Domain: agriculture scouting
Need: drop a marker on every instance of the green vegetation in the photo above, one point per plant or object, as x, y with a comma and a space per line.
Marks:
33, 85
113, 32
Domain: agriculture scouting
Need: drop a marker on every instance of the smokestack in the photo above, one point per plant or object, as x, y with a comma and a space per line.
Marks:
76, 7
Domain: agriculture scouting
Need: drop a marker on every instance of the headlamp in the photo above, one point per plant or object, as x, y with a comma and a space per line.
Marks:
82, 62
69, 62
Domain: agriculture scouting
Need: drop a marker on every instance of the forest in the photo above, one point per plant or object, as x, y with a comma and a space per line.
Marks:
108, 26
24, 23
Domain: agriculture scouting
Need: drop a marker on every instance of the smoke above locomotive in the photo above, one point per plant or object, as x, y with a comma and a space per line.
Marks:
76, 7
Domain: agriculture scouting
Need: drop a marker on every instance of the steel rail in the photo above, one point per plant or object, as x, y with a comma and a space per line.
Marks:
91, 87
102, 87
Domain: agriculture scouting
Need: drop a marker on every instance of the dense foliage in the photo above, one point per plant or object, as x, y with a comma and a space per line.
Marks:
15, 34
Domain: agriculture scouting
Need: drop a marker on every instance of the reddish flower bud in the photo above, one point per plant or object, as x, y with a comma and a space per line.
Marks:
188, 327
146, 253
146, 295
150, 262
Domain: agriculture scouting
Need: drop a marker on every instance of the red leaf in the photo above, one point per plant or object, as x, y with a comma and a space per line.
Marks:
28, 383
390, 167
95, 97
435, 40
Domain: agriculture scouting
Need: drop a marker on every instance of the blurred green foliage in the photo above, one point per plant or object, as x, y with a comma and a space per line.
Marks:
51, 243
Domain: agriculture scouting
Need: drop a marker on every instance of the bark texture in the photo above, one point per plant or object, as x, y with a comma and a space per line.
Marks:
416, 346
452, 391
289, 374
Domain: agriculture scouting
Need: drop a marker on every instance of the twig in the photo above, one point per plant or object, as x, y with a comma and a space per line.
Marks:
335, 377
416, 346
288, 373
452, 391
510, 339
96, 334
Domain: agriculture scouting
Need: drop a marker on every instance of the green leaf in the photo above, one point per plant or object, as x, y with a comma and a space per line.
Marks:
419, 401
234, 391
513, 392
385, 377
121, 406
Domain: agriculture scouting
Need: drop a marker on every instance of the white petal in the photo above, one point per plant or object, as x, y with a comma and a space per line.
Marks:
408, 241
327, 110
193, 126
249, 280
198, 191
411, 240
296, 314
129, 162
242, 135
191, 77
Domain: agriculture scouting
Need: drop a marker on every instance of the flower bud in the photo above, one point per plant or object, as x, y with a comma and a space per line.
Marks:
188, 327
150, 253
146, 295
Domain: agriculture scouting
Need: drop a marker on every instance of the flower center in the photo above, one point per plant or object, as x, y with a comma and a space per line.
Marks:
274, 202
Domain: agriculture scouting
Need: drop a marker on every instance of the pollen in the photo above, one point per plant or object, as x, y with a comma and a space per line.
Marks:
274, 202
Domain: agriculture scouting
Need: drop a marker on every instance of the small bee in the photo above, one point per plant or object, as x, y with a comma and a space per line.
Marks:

________________________________________

TASK STATEMENT: Give only the number of lines above that hold the string "leaf".

RESPONSE BOX: 2